What is needed >> Scan the lines below for "whisk" and copy the matches.

(Given data begins)

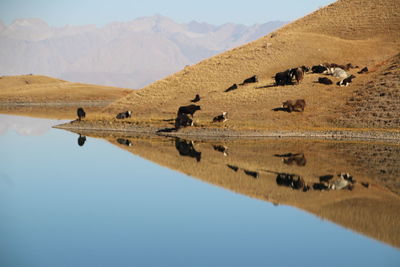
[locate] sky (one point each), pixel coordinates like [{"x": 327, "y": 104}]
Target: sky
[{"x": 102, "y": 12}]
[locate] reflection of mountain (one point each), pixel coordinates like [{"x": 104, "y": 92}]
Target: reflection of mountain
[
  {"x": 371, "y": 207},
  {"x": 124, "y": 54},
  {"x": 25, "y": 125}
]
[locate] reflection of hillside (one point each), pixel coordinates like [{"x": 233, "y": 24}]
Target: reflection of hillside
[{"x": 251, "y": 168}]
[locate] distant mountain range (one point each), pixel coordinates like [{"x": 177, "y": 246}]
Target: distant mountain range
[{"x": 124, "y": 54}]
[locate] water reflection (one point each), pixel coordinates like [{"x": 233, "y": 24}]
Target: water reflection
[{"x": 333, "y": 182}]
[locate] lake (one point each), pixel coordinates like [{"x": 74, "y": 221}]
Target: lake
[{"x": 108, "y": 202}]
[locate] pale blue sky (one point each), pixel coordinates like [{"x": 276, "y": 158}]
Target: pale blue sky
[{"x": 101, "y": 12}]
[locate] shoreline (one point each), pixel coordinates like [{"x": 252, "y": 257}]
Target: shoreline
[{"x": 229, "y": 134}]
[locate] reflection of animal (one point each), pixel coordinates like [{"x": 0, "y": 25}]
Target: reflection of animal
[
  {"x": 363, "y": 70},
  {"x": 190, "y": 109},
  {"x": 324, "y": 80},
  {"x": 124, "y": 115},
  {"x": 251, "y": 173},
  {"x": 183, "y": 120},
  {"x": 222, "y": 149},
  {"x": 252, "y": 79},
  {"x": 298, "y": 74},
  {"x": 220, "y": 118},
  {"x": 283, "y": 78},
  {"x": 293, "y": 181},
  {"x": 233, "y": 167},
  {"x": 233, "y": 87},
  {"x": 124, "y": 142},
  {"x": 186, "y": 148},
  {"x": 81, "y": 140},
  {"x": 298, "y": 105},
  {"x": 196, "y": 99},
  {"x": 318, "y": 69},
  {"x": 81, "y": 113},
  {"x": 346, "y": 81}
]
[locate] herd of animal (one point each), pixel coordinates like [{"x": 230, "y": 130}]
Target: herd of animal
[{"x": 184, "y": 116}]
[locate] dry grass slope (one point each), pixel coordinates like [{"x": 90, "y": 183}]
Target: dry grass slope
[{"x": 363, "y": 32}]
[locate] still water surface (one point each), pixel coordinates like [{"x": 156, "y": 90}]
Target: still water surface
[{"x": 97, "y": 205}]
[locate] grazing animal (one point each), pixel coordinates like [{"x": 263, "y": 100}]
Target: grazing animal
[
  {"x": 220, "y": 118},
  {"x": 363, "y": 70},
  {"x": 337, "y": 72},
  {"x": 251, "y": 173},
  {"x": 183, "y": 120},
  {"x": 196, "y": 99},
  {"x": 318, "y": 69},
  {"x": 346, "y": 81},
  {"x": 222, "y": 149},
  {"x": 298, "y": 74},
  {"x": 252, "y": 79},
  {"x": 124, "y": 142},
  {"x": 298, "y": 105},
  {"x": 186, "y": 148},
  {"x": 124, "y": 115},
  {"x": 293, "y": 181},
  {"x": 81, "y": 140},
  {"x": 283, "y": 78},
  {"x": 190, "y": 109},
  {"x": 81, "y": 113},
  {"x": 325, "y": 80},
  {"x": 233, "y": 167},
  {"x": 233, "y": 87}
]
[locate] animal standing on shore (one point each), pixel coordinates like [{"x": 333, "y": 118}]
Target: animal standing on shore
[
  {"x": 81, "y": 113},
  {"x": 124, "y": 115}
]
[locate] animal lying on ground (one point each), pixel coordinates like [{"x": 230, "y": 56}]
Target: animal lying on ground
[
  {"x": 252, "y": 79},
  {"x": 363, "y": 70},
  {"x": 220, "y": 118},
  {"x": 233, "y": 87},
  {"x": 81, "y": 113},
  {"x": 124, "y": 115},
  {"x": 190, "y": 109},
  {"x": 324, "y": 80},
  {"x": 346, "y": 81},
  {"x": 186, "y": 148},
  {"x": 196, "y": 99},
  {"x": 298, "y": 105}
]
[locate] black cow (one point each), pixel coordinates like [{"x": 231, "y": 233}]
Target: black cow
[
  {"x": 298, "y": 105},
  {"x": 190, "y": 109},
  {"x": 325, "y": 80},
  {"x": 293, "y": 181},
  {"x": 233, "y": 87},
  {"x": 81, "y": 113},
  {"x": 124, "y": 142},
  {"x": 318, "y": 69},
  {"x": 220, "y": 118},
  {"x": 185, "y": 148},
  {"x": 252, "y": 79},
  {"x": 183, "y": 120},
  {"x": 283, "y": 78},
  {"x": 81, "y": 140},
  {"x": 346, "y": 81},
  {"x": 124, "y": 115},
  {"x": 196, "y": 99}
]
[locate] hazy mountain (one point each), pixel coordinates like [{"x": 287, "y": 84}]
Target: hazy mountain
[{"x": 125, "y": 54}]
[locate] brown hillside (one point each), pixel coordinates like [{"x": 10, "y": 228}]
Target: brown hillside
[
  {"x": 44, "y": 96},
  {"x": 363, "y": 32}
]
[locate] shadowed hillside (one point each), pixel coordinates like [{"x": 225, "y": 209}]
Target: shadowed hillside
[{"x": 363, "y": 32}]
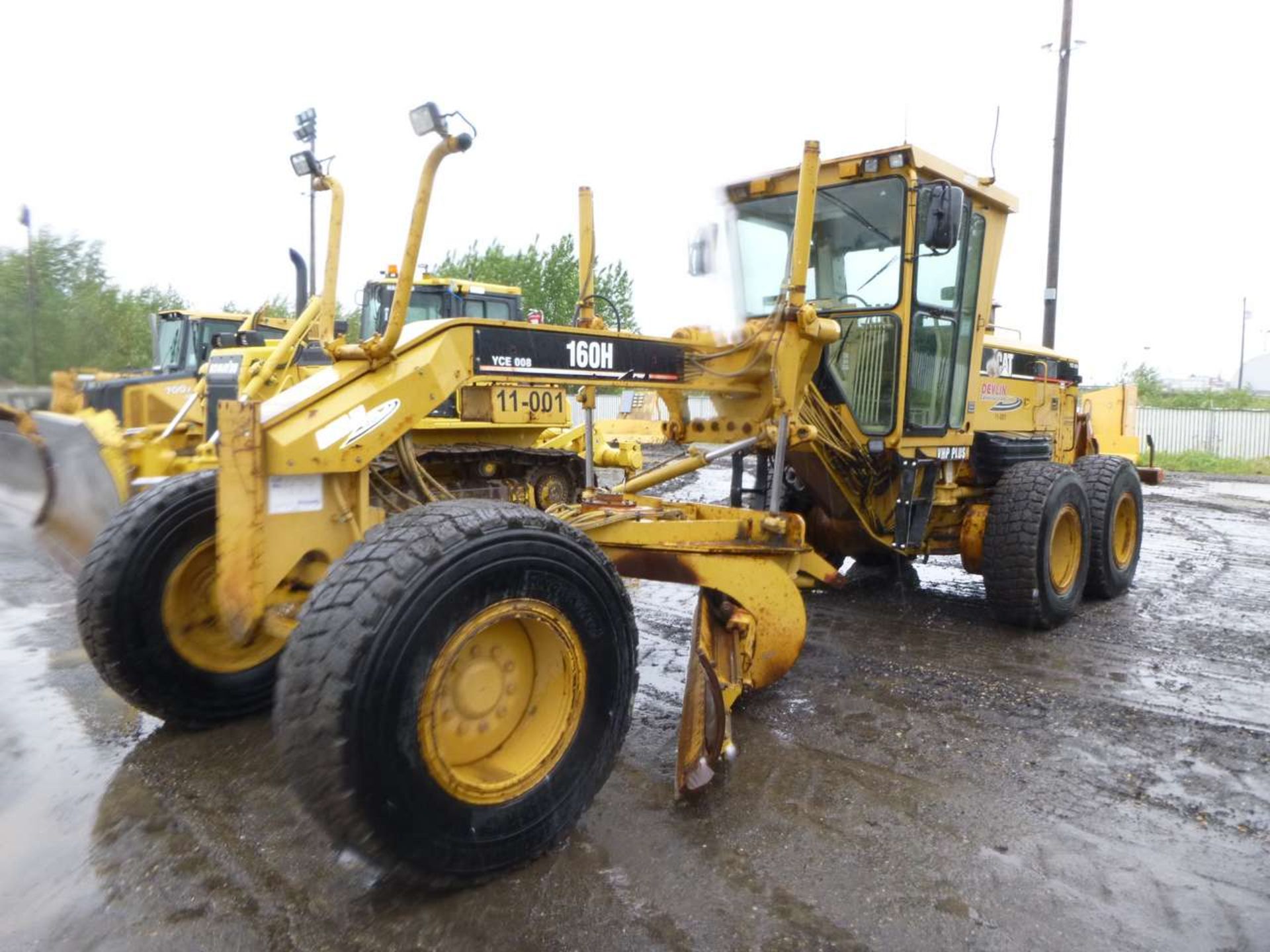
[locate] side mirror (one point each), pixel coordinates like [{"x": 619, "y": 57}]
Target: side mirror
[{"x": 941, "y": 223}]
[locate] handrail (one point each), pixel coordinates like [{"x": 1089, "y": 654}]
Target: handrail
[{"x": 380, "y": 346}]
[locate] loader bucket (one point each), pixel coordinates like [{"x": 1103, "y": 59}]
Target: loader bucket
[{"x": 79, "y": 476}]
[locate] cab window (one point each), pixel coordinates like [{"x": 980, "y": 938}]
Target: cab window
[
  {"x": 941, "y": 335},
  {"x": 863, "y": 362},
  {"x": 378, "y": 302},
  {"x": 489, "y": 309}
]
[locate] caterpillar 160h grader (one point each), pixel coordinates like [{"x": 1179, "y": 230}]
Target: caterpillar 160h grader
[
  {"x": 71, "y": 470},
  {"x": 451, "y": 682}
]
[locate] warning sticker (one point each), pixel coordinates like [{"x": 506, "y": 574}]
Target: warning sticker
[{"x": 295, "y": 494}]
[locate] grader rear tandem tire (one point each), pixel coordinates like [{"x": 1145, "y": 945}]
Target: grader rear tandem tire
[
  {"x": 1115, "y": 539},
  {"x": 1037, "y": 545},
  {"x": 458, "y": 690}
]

(Given data ends)
(Given data begins)

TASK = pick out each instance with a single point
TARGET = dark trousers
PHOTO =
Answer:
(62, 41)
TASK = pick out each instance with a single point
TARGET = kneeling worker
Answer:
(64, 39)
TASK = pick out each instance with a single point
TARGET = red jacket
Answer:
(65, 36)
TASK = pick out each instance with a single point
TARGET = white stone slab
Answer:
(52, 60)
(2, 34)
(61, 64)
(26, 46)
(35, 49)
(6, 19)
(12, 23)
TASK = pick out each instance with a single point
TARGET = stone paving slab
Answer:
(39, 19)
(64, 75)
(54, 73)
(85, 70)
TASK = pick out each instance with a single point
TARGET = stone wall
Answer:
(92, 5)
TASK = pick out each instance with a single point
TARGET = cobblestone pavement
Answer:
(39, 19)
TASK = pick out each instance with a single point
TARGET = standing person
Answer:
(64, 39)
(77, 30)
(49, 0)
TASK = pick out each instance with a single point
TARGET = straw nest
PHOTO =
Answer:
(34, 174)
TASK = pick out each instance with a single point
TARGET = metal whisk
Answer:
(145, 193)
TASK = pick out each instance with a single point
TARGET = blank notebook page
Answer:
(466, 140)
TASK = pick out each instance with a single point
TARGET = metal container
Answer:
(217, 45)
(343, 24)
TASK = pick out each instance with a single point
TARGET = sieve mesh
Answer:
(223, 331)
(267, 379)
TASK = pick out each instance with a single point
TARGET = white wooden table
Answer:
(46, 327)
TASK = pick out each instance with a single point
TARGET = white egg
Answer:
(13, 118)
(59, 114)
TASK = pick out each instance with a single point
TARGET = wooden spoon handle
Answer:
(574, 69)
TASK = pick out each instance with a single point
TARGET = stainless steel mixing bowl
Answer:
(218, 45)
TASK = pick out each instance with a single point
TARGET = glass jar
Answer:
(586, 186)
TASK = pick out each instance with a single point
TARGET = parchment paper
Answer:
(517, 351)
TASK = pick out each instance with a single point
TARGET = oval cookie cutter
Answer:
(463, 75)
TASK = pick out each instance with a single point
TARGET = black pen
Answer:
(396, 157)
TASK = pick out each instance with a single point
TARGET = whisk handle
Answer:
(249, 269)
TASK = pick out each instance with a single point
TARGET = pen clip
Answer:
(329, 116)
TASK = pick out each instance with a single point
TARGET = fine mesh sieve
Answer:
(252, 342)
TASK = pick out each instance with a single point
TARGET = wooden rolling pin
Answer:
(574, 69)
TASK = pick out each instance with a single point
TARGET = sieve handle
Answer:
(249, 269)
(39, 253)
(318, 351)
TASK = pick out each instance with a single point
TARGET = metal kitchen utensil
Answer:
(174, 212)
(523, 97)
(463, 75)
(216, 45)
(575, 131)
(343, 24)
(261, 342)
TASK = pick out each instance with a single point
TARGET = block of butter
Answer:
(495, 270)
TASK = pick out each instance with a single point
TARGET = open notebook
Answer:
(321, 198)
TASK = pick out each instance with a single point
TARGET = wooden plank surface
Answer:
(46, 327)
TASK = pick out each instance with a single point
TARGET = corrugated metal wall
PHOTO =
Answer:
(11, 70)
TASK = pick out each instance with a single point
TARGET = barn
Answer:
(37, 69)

(Given data ends)
(Given data begins)

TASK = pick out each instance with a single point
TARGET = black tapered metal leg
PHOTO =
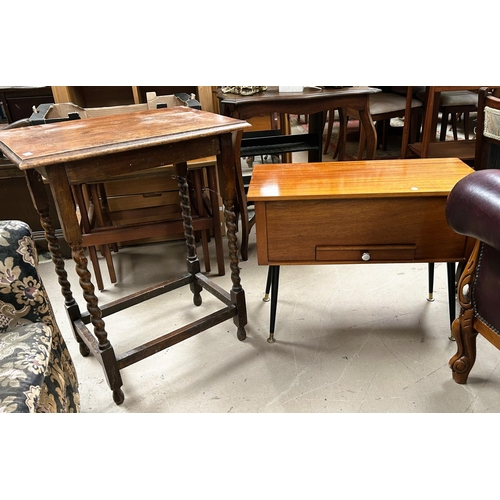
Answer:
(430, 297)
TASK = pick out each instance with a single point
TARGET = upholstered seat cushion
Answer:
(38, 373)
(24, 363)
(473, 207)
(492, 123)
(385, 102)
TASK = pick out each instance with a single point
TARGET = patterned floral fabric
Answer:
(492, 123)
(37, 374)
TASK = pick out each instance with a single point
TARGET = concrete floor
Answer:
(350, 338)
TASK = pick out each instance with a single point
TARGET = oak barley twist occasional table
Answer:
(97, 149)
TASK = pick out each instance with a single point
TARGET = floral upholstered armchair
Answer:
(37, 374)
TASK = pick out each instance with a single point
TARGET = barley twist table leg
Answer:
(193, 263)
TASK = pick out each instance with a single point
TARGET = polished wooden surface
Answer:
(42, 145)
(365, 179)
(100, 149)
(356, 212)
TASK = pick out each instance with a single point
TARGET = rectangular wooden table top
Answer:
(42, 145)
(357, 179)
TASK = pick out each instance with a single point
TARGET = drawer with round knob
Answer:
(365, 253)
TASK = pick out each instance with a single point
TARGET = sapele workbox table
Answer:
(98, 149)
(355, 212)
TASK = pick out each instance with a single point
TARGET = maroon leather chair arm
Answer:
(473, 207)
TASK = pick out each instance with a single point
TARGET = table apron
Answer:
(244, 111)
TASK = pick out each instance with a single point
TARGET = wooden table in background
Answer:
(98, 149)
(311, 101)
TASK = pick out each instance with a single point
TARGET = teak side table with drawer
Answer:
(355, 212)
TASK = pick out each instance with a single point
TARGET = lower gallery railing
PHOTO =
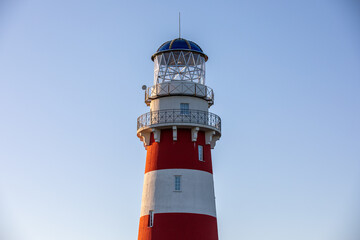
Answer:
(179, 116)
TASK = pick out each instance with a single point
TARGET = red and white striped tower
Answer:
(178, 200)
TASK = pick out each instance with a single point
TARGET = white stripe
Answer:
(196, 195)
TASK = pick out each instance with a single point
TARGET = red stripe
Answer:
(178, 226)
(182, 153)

(Given data ends)

Written solution >>
TARGET = metal whisk
TARGET = whisk handle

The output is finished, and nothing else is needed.